Исходный отрывок
От должности ответственного редактора "Большевистской смены" меня еще не освободили, и я вышел на работу, как будто перед этим никаких событий не происходило.
И закрутилась редакционная колесница дальше…
1 декабря произошло событие, которое потрясло всю страну. Выстрелом в Смольном был убит Сергей Миронович Киров.
Я хорошо, во всех подробностях помню эти дни. Мне не хотелось бы сегодня ни прибавлять к тому, что было пережито, ни убавлять из этого ни одной капельки.
Мы все в редакции восприняли это событие как трагедию масштаба громадного, неслыханного после смерти Ленина.
Что-то особенно зловещее, неотвратимо трагическое, угадывалось в этом выстреле в Ленинграде.
Все были убеждены, что на этом трагедия не остановится, что последуют какие-то новые события - значительные, затрагивающие всех нас, не только сотрудников редакции, весь народ.
Я не принадлежу к числу верующих в Бога, но в предчувствия человеческие верю, верю в народную интуицию, предугадывающую грозовые потрясения - войны, засухи, разгул стихийных сил природы, эпидемии и т. д. Остается великой тайной, как происходят эти проникновения в зародыши предстоящих событий, но факт остается неопровержимым - народная мысль идет впереди конкретного опыта.
Выстрел в Кирова оценивался вселюдно, как преддверие новых бед, хотя еще летом 1934 года прокатилась волна арестов, которая тоже предчувствовалась по каким-то порой совершенно неуловимым признакам.

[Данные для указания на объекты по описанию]
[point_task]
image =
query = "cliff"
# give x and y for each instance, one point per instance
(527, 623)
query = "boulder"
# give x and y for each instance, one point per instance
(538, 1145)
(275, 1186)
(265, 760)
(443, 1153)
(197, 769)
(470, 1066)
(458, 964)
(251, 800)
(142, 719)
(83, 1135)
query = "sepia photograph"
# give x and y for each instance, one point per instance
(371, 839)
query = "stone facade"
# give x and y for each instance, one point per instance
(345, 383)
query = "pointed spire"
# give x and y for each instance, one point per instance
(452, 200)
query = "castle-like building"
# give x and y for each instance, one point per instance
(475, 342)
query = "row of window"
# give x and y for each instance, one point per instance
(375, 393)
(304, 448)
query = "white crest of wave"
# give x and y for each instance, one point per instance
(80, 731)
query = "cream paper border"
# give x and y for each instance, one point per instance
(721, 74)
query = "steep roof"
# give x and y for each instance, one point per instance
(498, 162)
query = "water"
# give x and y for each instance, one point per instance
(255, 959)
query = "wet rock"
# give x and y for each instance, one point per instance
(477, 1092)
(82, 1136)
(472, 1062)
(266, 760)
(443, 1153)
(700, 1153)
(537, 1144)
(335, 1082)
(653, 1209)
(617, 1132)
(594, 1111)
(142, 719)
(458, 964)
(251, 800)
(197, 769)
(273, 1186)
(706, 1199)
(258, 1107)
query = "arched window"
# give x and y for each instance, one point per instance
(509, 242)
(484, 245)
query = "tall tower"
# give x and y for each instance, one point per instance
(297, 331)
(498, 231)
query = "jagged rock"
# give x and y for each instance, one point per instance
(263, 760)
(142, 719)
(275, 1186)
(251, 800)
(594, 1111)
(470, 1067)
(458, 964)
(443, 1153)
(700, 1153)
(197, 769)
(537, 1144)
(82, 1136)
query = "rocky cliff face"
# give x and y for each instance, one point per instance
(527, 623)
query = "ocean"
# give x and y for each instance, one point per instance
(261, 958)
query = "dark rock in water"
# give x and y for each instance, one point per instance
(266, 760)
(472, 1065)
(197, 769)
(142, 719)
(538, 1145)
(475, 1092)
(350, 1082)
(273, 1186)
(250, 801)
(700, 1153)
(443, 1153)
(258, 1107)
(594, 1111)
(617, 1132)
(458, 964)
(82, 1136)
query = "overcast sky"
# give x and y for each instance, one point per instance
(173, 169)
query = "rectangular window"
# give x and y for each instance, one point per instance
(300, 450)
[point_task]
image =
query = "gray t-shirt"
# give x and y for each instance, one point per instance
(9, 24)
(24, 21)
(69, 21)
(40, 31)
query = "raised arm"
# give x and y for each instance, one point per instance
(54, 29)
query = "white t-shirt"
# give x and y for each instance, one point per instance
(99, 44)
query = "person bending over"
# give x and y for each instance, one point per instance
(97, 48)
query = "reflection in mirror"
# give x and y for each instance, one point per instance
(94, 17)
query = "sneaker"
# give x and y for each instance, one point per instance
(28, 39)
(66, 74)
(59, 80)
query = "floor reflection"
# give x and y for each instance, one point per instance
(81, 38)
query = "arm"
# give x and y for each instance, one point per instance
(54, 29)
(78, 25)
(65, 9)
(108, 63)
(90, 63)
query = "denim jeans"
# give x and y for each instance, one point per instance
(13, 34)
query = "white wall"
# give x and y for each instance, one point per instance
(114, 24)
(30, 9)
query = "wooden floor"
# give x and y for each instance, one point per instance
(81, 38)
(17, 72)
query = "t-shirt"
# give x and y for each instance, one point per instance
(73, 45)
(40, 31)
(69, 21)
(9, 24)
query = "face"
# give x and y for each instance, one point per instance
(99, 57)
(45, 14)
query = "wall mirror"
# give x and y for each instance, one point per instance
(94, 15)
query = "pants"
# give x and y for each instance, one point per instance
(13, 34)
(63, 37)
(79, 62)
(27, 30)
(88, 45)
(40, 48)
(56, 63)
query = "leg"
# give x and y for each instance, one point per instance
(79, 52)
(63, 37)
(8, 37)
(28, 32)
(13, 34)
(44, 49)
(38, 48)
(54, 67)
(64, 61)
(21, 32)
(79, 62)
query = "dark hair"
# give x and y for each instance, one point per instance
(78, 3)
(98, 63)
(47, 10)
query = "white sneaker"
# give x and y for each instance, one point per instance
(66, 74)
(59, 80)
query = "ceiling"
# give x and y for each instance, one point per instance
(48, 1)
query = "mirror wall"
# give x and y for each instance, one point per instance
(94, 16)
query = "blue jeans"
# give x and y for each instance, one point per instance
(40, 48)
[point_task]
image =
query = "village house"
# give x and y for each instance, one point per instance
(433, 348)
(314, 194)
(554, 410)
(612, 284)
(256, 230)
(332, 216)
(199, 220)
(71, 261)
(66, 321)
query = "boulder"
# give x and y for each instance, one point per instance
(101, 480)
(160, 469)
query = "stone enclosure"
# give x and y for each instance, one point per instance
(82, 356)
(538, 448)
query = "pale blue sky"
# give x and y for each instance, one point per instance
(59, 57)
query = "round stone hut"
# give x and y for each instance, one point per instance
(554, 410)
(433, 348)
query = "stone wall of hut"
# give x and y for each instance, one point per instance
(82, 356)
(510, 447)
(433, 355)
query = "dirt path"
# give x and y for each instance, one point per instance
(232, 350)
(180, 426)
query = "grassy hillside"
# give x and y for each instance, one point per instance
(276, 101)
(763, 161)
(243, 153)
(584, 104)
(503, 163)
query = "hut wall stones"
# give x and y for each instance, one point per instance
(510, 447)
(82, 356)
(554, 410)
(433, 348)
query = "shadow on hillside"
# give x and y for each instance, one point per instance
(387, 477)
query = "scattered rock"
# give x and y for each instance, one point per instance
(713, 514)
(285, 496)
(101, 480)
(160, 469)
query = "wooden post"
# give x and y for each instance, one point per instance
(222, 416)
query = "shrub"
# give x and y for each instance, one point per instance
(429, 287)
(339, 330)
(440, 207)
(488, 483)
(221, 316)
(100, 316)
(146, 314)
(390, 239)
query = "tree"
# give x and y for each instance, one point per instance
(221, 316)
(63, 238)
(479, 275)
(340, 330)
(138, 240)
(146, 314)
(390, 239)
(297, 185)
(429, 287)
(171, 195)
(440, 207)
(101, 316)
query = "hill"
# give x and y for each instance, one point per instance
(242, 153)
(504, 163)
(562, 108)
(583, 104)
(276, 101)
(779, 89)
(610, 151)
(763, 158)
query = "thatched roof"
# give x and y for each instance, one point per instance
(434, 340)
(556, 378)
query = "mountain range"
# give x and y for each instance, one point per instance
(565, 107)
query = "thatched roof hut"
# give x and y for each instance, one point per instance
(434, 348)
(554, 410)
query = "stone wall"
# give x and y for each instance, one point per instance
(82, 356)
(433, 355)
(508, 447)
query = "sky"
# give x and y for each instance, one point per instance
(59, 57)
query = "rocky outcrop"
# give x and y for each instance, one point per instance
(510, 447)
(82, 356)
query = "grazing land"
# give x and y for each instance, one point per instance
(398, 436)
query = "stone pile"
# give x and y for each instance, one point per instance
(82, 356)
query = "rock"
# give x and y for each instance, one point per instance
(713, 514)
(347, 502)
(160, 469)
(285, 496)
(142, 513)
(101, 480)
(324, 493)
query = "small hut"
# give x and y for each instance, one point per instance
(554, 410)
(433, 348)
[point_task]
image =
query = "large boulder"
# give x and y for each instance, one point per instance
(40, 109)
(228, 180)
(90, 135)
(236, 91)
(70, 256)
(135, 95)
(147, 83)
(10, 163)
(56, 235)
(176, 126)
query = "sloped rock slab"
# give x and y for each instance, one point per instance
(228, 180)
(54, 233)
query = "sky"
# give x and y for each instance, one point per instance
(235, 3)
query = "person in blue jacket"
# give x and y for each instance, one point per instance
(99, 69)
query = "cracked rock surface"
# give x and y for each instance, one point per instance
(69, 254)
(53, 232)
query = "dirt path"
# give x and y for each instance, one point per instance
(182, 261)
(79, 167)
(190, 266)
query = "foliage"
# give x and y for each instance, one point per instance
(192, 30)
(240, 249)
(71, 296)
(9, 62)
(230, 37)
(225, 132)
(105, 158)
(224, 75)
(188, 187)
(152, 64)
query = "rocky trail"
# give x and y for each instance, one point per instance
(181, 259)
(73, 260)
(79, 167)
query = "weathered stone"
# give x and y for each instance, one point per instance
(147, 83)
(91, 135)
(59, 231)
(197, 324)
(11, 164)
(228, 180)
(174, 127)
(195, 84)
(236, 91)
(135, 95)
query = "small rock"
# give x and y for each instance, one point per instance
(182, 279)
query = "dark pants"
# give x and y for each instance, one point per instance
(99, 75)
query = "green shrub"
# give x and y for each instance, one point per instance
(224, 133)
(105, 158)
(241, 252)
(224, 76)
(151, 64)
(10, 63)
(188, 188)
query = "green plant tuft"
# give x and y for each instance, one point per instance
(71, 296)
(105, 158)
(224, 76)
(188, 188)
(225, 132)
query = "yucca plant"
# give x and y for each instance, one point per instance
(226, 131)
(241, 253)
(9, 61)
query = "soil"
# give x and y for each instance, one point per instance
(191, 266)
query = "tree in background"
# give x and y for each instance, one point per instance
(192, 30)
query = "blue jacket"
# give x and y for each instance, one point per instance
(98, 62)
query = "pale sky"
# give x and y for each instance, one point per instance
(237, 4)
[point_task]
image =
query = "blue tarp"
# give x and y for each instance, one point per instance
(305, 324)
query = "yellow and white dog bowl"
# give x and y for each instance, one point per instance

Что сделать
(1) Где, согласно отрывку о гибели Кирова, был убит Сергей Миронович Киров?
(2) Продолжите отрывок о гибели Кирова, начав сразу после его последнего предложения.
Перечень для выполнения заданий не нужен.

Письменные ответы
(1) Он был убит выстрелом в Смольном.

(2)
Были собраны в ряде мест прощенные вначале советской властью генералы и офицеры и многие активные участники партийных оппозиций. Обострялась подозрительность к спецам разного ранга и профиля.
У нас в Сибири это коснулось, прежде всего, Западно-Сибирской Плановой комиссии и ее подразделений в Кузбассе, в которых было много специалистов с подмоченной репутацией в прошлом.
Еще больше настораживало решение о проведении поголовной проверки партдокументов. Ведь только что по основным регионам страны прошла чистка партии. Значит, она не достигла цели. Почему? И главное - по каким линиям? Мало вычистили? Или не тех изгнали, кого следовало бы изгнать? Или, наоборот, изгнали больше, чем следовало бы? Но за этими вопросами просматривался основной, самый существенный вопрос: что будет дальше? Куда пойдет страна?
Ответ на эти вопросы дали похороны С.М. Кирова и передовые статьи "Правды", которые мы публиковали у себя в газете немедленно. ТАСС передавал их по телеграфу (других средств срочной связи тогда еще не было), с категорической припиской: "Под ответственность редакторов - публиковать в очередном номере, на видном месте, без сокращений".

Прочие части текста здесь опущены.